What the exercise asks — Copy out the entries that follow. Leave none out.

(Natural-language object grounding data)
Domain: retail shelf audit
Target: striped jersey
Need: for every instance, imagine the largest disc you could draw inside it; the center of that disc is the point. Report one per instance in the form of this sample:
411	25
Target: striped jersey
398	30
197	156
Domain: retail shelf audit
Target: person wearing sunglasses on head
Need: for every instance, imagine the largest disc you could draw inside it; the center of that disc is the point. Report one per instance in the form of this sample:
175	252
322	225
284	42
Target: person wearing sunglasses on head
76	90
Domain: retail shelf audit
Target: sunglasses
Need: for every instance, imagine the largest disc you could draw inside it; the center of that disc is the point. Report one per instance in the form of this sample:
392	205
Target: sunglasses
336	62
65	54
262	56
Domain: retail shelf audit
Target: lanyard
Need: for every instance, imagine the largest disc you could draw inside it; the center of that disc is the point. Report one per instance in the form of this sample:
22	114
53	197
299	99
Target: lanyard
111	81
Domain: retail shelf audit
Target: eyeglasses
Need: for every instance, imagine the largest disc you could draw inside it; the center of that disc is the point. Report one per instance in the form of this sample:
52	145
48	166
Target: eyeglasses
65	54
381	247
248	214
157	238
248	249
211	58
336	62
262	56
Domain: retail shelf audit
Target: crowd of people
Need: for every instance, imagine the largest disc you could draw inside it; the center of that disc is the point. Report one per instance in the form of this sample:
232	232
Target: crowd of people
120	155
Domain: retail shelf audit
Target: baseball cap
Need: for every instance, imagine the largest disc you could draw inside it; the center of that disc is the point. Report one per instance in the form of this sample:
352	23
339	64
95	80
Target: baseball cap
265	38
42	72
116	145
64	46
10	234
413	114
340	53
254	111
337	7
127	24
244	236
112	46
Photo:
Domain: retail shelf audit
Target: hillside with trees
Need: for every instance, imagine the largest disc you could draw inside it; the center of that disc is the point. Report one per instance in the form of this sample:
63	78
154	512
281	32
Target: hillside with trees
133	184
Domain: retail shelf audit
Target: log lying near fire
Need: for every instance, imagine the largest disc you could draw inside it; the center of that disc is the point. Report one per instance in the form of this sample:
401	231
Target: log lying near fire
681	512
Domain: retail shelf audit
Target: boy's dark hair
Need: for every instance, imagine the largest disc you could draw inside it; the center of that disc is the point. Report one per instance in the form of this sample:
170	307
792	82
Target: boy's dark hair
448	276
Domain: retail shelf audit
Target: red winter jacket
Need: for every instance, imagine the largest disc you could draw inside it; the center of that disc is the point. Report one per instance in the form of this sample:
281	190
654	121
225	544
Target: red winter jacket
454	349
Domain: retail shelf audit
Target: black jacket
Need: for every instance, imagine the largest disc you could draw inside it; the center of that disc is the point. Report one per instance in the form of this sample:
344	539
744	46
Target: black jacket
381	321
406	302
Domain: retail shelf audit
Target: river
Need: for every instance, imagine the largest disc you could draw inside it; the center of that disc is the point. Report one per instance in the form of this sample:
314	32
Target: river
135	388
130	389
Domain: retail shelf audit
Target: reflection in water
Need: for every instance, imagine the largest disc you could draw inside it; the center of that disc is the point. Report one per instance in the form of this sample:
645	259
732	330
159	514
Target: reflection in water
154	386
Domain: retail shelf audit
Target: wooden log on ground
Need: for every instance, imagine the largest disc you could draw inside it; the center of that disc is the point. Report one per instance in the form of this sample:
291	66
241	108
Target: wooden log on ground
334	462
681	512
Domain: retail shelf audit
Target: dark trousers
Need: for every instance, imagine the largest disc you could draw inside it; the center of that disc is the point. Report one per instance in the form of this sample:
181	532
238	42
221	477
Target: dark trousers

Answer to this problem —
Domain: retail shelf audit
Target: striped jersey
Need: for every instance, imagine the largest disc you could draw inside it; the center of that disc is the point. Report one per instance in the form of this sample:
411	25
Target: striped jersey
398	30
197	156
Domain: retail shelf audit
Target: person wearing sunglasses on head
Need: for every instance, imagine the largest disc you could draw inside it; the center of that disc is the point. Report one per instance in the form of this sample:
175	252
322	225
284	42
Target: person wearing sunglasses on head
76	90
Domain: retail shelf audit
Target: sunglasses
Need: for every instance, imagine the largest disc you could draw inside it; the center of that disc is the point. Report one per instance in the form of this sample:
392	205
Target: sunglasses
336	62
65	54
262	56
Domain: retail shelf audit
Target: lanyard
Need: for every instance, imagine the largest disc you could draw inside it; the center of that disc is the point. Report one per instance in the form of this sample:
22	114
53	197
299	99
Target: lanyard
111	81
Domain: retail shelf audit
Target: eyeglasses
Need: for every instance, imagine the largest disc you could draw inside it; the center of that disc is the point. Report one per instance in the form of this sample:
52	145
48	166
Target: eyeglasses
65	54
381	247
248	214
157	238
248	249
211	58
336	62
262	56
Domain: retail shelf audit
Target: crowd of people
Need: for every instance, imagine the largest disc you could draw inside it; the center of that disc is the point. Report one per instance in the form of this sample:
232	232
Target: crowd of people
120	155
Domain: retail shelf audit
Target: baseball cap
Need: for every instance, imagine the largest disc you could draw inside it; the center of that disc is the point. Report one per instance in the form of this sample:
352	23
339	64
95	80
Target: baseball cap
265	38
42	72
116	145
64	46
10	234
413	114
340	53
254	111
337	7
127	24
244	236
112	46
Photo:
Domain: retail shelf audit
Target: hillside with trees
Need: for every instance, imagine the largest disc you could draw inside it; the center of that disc is the point. Report one per instance in the form of this sample:
63	78
154	512
281	32
Target: hillside with trees
133	184
Domain: retail shelf audit
Target: log lying near fire
Need: for every instance, imagine the largest disc you could draw inside it; the center of that disc is the point. Report one per instance in the form of this sample:
401	231
Target: log lying near fire
681	512
Domain: retail shelf audit
Target: boy's dark hair
Need: for every instance, imagine the largest disc you could draw inside it; the center of that disc is the point. Report one per instance in the form of this sample:
170	307
792	82
Target: boy's dark hair
448	276
Domain: retail shelf audit
Target: red winter jacket
Need: for every instance, imagine the largest disc you could draw inside it; the center of that disc is the point. Report one per instance in the form of this sample:
281	190
654	121
225	544
Target: red winter jacket
454	349
Domain: retail shelf audit
Target: black jacket
Need: for every instance, imagine the largest disc you could draw inside it; the center of that disc is the point. Report one per instance in the form of this sample:
344	539
744	46
Target: black jacket
381	321
406	302
Domain: retail shelf audit
Target: river
Need: for every instance, imagine the largest disc you could draw inside it; the center of that disc is the point. Report one per instance in the form of this sample:
314	32
Target: river
135	388
130	389
Domain: retail shelf audit
Target: reflection in water
Need: for every instance, imagine the largest disc you could draw inside it; the center of that disc is the point. Report one per instance in the form of this sample:
645	259
732	330
159	514
Target: reflection in water
154	386
Domain: retail shelf audit
Target: wooden log on ground
Need: for every instance, imagine the largest disc you could draw inside it; the center of that disc is the point. Report one per instance in the form of this sample:
291	66
241	108
Target: wooden log on ground
334	462
681	512
Domain: retail shelf audit
Target: dark trousers
Need: for every instance, imagine the largest disc you could draw inside it; the center of that disc is the point. Report one per instance in the form of this sample:
181	532
238	42
221	477
Target: dark trousers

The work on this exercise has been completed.